** Start Text shown **
Ah... now I get it...
There should be a bit more in the system log around that time. In particular, I would expect the following lines:
/rc.start_packages: Starting service nut /rc.start_packages: Restarting/Starting all packages.
I expect that the packages are being restarted in response to a DHCP address event on one of your wan interfaces. This is normal and can be ignored. Sorry for causing you alarm.
It's a bit unfortunate, but normal because pfSense does not know what packages require restart when an IP address changes, so it restarts them all. See /etc/rc.newwanip (and newwanipv6) for detail.
Bingo!
May 5 17:47:40 php-fpm 379 /rc.start_packages: Starting service nut May 5 17:48:01 php-fpm 379 /rc.start_packages: Starting service nut May 5 17:48:06 php-fpm 83711 /rc.start_packages: Starting service nut May 5 17:48:13 php-fpm 22562 /rc.start_packages: Starting service nut May 5 17:48:48 php-fpm 379 /rc.start_packages: Starting service nut May 7 17:33:27 php-fpm 379 /rc.start_packages: Starting service nut
May 5 17:47:39 php-fpm 379 /rc.start_packages: Restarting/Starting all packages. May 5 17:48:00 php-fpm 379 /rc.start_packages: Restarting/Starting all packages. May 5 17:48:06 php-fpm 83711 /rc.start_packages: Restarting/Starting all packages. May 5 17:48:13 php-fpm 22562 /rc.start_packages: Restarting/Starting all packages. May 5 17:48:48 php-fpm 379 /rc.start_packages: Restarting/Starting all packages. May 7 17:33:27 php-fpm 379 /rc.start_packages: Restarting/Starting all packages.
The weird thing is that my WAN interface has a static IP. I have an OpenVPN interface though, does that count? Although I know that this error started happening even before configuring OpenVPN.
-
-
@dennypage said in NUT package:
@kevindd992002 Slightly concerning is that it does not show any self test result...
Batteries are generally rated for 3 years, so you may want to have a look at your battery health. You can initiate a battery test via nut, but you will have to use the command line. Log into the system and use
upscmd -l ups
to see what commands are available. Look for commands that begin "test.battery..." Start with a quick test if available, then proceed to a deep test.
WARNING if the battery is defective, running these tests can cause the ups to cut power to the load (your pfSense box). Use at your own risk!
Doing a quick test yielded a "done and passed" result for the last test result field. However, when I tried doing a deep test, the CLI returned an OK message but the UPS did nothing. Does that mean that the command is not supported by my UPS? I'm still receiving low battery message notifications in my email regarding this UPS.
** End Text shown **
** Start Recorded information **
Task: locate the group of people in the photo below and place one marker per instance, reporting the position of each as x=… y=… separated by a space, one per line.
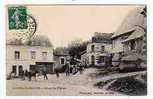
x=25 y=74
x=73 y=69
x=69 y=69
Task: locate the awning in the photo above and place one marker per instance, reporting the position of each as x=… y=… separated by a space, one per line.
x=133 y=57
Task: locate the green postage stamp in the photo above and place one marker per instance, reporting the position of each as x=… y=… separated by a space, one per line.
x=17 y=17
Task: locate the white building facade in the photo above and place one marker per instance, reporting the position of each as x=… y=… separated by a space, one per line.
x=97 y=53
x=24 y=57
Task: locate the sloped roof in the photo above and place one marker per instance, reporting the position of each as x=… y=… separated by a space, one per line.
x=136 y=34
x=102 y=37
x=132 y=19
x=133 y=57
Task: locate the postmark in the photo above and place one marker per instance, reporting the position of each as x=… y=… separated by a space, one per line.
x=17 y=17
x=21 y=22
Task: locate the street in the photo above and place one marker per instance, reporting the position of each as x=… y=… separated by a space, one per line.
x=64 y=85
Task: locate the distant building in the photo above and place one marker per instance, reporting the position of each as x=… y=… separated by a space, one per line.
x=61 y=58
x=129 y=40
x=98 y=50
x=21 y=56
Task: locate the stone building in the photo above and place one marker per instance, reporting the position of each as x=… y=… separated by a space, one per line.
x=98 y=50
x=25 y=56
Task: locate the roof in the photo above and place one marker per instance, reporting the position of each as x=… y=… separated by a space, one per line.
x=38 y=40
x=138 y=33
x=132 y=19
x=133 y=57
x=83 y=52
x=102 y=37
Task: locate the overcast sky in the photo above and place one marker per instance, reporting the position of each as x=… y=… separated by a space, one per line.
x=63 y=24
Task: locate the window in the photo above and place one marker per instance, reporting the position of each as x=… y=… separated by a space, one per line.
x=44 y=55
x=33 y=54
x=132 y=45
x=17 y=55
x=62 y=61
x=102 y=48
x=14 y=69
x=92 y=48
x=101 y=59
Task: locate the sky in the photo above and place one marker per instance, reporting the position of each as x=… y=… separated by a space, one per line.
x=65 y=23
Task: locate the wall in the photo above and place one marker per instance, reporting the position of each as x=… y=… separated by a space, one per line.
x=25 y=56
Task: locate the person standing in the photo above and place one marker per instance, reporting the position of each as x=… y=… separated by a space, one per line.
x=45 y=73
x=67 y=70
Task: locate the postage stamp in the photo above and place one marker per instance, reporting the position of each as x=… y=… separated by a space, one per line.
x=17 y=17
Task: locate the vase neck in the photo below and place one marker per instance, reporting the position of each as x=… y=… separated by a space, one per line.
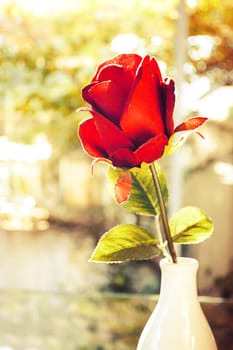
x=179 y=281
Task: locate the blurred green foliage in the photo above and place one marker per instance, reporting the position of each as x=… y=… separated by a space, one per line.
x=45 y=61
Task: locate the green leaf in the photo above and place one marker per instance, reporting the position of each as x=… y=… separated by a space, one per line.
x=143 y=197
x=123 y=243
x=190 y=225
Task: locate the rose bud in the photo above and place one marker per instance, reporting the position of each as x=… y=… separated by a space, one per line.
x=131 y=112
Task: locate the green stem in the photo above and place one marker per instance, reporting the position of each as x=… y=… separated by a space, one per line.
x=163 y=213
x=161 y=245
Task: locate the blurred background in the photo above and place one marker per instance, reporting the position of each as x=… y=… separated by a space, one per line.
x=52 y=210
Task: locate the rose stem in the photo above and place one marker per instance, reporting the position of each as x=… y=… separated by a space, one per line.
x=163 y=213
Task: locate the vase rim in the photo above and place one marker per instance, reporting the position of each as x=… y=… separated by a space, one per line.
x=181 y=261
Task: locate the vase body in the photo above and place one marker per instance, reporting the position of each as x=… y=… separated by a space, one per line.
x=177 y=321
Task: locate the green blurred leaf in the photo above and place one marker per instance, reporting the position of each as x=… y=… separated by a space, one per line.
x=123 y=243
x=143 y=198
x=190 y=225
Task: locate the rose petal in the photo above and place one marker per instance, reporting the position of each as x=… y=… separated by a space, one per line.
x=108 y=97
x=151 y=150
x=129 y=62
x=90 y=139
x=112 y=138
x=142 y=117
x=124 y=158
x=190 y=124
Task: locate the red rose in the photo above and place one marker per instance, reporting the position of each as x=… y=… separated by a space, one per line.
x=132 y=112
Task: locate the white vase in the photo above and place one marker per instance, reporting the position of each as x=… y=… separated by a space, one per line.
x=177 y=321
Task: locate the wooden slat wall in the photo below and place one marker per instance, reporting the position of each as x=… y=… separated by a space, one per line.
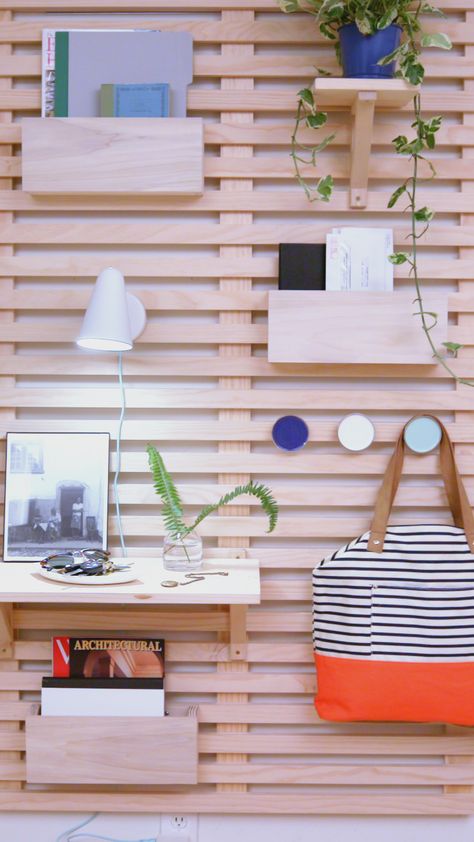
x=199 y=386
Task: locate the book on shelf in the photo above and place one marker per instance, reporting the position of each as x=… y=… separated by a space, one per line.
x=102 y=697
x=357 y=259
x=105 y=676
x=147 y=100
x=301 y=266
x=83 y=59
x=91 y=657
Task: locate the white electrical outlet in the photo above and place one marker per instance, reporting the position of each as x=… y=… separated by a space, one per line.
x=181 y=827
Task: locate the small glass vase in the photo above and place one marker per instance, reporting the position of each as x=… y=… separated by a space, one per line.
x=182 y=553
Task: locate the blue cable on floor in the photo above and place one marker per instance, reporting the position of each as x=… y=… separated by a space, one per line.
x=67 y=836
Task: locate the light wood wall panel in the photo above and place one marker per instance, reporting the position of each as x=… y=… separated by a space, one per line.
x=200 y=386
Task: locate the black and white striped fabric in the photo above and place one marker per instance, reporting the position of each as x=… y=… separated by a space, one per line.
x=414 y=602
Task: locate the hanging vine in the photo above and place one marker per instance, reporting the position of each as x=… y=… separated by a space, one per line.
x=371 y=16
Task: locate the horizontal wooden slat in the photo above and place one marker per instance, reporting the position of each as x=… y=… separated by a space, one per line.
x=258 y=66
x=202 y=234
x=341 y=462
x=198 y=267
x=271 y=101
x=277 y=30
x=271 y=201
x=277 y=133
x=256 y=399
x=339 y=774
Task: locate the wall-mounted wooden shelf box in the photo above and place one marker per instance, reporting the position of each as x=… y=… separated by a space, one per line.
x=120 y=750
x=240 y=588
x=362 y=96
x=113 y=155
x=351 y=327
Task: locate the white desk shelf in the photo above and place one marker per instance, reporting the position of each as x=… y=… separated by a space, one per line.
x=362 y=96
x=20 y=582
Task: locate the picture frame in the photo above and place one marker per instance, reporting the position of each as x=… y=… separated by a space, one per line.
x=56 y=493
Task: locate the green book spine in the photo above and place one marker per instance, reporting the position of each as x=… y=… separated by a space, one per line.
x=61 y=90
x=107 y=100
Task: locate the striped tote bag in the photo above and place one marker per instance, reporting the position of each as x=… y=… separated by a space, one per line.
x=393 y=625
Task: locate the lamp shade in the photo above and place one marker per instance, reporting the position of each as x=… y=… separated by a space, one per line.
x=113 y=318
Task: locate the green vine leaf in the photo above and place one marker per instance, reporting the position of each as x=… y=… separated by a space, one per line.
x=325 y=187
x=398 y=257
x=424 y=215
x=436 y=39
x=315 y=121
x=396 y=195
x=453 y=347
x=289 y=6
x=306 y=96
x=389 y=17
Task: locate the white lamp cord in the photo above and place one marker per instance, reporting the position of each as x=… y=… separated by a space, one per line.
x=70 y=835
x=119 y=455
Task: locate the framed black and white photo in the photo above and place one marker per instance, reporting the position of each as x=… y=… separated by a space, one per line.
x=56 y=493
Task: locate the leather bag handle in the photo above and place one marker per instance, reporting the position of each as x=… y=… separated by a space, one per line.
x=455 y=491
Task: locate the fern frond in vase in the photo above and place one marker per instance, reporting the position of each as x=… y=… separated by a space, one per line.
x=173 y=515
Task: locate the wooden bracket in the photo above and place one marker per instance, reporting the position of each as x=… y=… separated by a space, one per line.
x=237 y=632
x=363 y=122
x=6 y=631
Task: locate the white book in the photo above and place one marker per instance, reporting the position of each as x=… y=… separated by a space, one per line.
x=47 y=72
x=338 y=263
x=76 y=697
x=369 y=251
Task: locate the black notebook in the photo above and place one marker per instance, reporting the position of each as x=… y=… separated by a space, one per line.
x=302 y=266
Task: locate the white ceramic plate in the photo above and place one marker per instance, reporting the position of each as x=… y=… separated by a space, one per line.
x=116 y=578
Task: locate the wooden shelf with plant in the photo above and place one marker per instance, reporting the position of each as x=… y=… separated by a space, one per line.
x=379 y=39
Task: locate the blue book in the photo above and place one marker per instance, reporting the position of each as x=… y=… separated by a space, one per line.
x=147 y=100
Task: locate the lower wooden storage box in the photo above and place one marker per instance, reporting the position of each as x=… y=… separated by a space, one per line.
x=112 y=750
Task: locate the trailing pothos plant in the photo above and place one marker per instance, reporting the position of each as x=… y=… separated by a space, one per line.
x=371 y=16
x=173 y=509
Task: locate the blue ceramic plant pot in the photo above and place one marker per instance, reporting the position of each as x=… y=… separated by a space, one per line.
x=360 y=53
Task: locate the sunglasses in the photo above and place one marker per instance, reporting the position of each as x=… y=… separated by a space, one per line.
x=82 y=562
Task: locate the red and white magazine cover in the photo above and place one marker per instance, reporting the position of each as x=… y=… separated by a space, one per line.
x=61 y=657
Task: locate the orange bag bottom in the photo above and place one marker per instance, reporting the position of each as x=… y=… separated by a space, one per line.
x=355 y=690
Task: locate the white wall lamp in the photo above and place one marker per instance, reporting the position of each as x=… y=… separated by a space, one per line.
x=113 y=320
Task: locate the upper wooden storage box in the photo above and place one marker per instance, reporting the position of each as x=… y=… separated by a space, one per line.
x=113 y=155
x=352 y=327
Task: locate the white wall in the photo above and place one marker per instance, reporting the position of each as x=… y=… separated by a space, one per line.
x=46 y=827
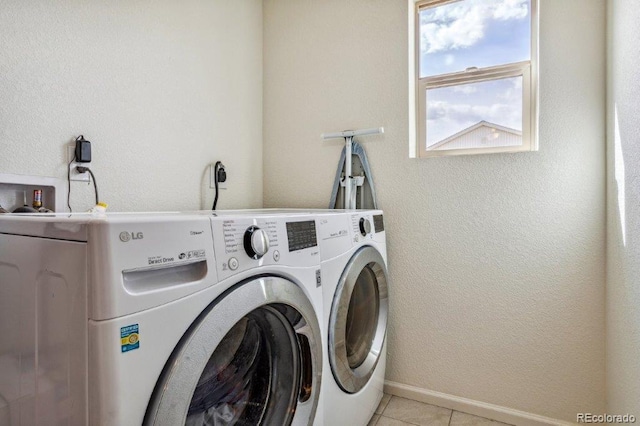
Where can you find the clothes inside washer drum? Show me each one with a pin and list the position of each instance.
(243, 377)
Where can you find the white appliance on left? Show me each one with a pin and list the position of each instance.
(160, 319)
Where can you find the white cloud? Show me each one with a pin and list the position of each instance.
(449, 59)
(448, 112)
(463, 24)
(467, 89)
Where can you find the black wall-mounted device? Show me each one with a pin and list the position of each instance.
(83, 150)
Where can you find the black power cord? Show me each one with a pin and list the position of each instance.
(219, 175)
(82, 169)
(81, 154)
(69, 181)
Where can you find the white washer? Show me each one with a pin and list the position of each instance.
(160, 319)
(356, 304)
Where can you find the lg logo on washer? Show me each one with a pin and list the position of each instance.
(128, 236)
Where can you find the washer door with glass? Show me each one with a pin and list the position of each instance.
(358, 321)
(252, 358)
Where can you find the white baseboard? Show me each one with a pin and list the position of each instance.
(477, 408)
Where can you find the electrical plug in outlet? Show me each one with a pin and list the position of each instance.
(212, 183)
(73, 174)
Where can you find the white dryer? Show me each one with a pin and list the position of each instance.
(160, 319)
(356, 304)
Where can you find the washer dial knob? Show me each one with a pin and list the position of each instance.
(365, 226)
(256, 242)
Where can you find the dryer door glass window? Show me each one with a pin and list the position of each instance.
(254, 357)
(362, 317)
(358, 321)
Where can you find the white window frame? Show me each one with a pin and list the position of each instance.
(418, 88)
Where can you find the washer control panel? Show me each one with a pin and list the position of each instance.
(242, 243)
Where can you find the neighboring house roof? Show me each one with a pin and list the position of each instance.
(483, 130)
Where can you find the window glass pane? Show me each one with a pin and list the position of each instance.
(475, 115)
(474, 33)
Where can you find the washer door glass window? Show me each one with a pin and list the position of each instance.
(264, 370)
(358, 320)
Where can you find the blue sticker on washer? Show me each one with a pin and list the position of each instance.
(129, 338)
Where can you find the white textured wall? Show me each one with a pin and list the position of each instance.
(161, 88)
(623, 236)
(496, 261)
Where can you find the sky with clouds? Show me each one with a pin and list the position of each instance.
(473, 33)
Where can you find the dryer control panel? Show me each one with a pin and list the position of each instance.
(242, 243)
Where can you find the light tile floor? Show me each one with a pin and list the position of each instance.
(396, 411)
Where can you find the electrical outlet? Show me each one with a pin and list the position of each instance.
(212, 182)
(73, 174)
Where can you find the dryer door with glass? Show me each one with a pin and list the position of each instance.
(358, 321)
(252, 357)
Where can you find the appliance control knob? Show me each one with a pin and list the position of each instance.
(256, 242)
(365, 226)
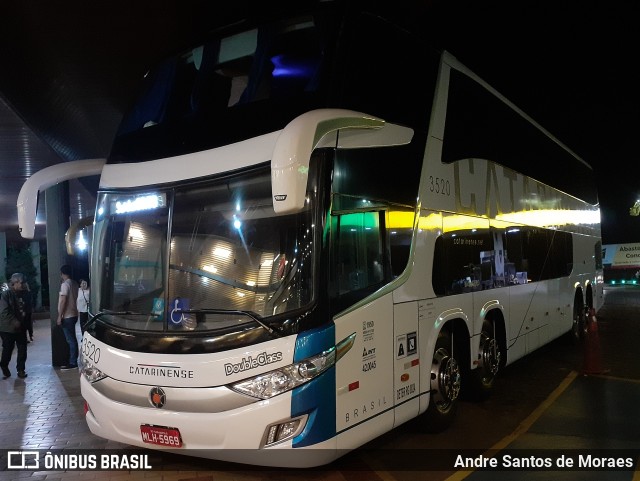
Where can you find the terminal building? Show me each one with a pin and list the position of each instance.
(621, 263)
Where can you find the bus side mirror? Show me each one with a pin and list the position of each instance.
(291, 154)
(28, 197)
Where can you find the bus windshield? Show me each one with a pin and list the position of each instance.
(238, 84)
(205, 256)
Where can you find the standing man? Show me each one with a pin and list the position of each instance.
(12, 328)
(68, 314)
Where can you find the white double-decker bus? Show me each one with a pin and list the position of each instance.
(312, 228)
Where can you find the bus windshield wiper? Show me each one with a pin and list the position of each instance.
(252, 315)
(107, 312)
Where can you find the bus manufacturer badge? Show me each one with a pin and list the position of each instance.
(157, 397)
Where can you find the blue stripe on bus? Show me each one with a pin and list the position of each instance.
(316, 398)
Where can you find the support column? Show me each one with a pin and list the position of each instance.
(35, 253)
(57, 212)
(3, 255)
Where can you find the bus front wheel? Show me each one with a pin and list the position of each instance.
(446, 381)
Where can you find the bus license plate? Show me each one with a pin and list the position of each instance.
(161, 436)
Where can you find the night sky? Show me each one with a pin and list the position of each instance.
(573, 67)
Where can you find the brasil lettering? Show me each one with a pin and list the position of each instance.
(250, 362)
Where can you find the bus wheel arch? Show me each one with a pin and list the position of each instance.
(449, 356)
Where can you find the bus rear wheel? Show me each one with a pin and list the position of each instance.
(579, 327)
(483, 377)
(446, 381)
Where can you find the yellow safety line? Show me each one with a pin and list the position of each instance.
(524, 425)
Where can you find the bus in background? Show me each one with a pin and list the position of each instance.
(312, 228)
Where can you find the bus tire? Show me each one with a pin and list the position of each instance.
(579, 325)
(445, 386)
(482, 378)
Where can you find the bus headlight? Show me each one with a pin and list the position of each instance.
(278, 381)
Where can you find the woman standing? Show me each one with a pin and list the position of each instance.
(83, 304)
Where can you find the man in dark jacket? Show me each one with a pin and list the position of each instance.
(12, 329)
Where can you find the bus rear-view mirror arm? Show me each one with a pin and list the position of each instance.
(54, 174)
(291, 154)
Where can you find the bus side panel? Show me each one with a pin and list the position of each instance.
(364, 376)
(406, 376)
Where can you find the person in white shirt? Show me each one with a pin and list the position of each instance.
(83, 304)
(68, 314)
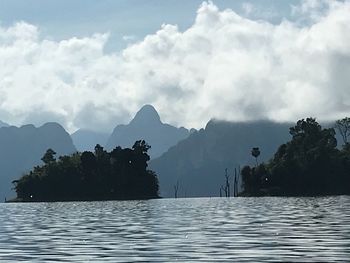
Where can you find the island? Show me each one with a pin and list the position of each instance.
(121, 174)
(310, 164)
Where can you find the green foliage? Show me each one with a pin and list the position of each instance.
(49, 156)
(102, 175)
(309, 164)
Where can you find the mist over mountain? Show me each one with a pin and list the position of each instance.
(86, 140)
(3, 124)
(199, 161)
(22, 148)
(147, 125)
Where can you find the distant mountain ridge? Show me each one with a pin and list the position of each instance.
(148, 126)
(22, 148)
(3, 124)
(198, 163)
(86, 140)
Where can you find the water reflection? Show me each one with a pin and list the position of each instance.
(183, 230)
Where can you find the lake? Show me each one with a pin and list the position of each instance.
(268, 229)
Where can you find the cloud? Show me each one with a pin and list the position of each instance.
(223, 66)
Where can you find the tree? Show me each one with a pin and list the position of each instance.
(255, 153)
(49, 156)
(176, 188)
(343, 126)
(121, 174)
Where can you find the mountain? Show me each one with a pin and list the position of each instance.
(3, 124)
(198, 163)
(147, 125)
(86, 140)
(22, 148)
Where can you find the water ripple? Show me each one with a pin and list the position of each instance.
(182, 230)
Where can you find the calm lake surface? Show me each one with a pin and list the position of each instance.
(178, 230)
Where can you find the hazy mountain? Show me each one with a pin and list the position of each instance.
(86, 140)
(148, 126)
(3, 124)
(22, 148)
(199, 161)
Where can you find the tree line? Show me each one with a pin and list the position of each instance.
(99, 175)
(309, 164)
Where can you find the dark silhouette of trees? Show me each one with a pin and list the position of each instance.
(226, 187)
(98, 175)
(49, 156)
(255, 153)
(309, 164)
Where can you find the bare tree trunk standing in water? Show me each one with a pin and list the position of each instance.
(176, 188)
(256, 153)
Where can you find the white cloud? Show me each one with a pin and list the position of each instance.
(223, 66)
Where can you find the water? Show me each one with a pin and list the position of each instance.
(178, 230)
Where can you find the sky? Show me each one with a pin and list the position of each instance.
(93, 64)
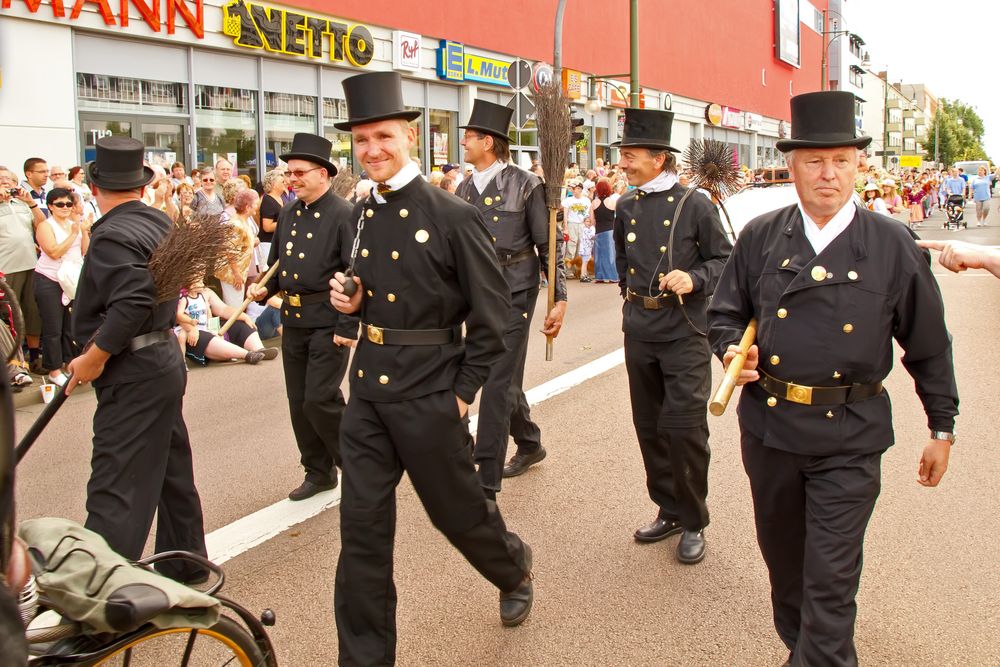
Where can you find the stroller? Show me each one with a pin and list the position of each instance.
(955, 210)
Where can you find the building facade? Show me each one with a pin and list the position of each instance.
(201, 80)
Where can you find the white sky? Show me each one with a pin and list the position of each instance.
(952, 47)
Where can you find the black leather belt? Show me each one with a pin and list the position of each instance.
(383, 336)
(652, 302)
(797, 393)
(299, 300)
(507, 258)
(153, 337)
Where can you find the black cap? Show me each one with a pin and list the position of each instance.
(823, 120)
(119, 164)
(372, 97)
(647, 128)
(313, 148)
(489, 118)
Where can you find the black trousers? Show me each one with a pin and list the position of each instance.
(141, 465)
(58, 348)
(669, 384)
(314, 368)
(811, 514)
(426, 438)
(503, 406)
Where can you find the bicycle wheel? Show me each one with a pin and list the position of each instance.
(225, 644)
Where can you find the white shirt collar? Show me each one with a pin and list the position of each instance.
(821, 238)
(399, 180)
(482, 178)
(662, 182)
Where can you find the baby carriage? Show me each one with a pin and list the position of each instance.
(955, 210)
** End Recorded information **
### Instructions to follow
Write the next reply in the forum thread about the NUT package, picking up right after its last post.

### Expected answer
-
@kevindd992002 said in NUT package:
The weird thing is that my WAN interface has a static IP. I have an OpenVPN interface though, does that count? Although I know that this error started happening even before configuring OpenVPN.
Do you have IPv6 perhaps?
-
@kevindd992002 said in NUT package:
Doing a quick test yielded a "done and passed" result for the last test result field. However, when I tried doing a deep test, the CLI returned an OK message but the UPS did nothing. Does that mean that the command is not supported by my UPS? I'm still receiving low battery message notifications in my email regarding this UPS.
Have to try it with your other UPS, but my guess would be that the UPS is declining to initiate the deep test (which usually includes a battery calibration) because it has a low battery condition. Usually a deep test will not initiate on anything other than a completely full battery.
Best suggestion that I could make is to completely power off the UPS and restart it from the ground up. If that doesn't fix it, I would say that it's likely that the UPS or battery is defective.
-
Nope, no IPv6. I made sure to disable it wherever I can.
-
@kevindd992002 I think rc.newwanip* can be invoked in several circumstances. Look in the system log for messages immediately preceding the Restarting/Starting all packages message.
-
@dennypage said in NUT package:
@kevindd992002 I think rc.newwanip* can be invoked in several circumstances. Look in the system log for messages immediately preceding the Restarting/Starting all packages message.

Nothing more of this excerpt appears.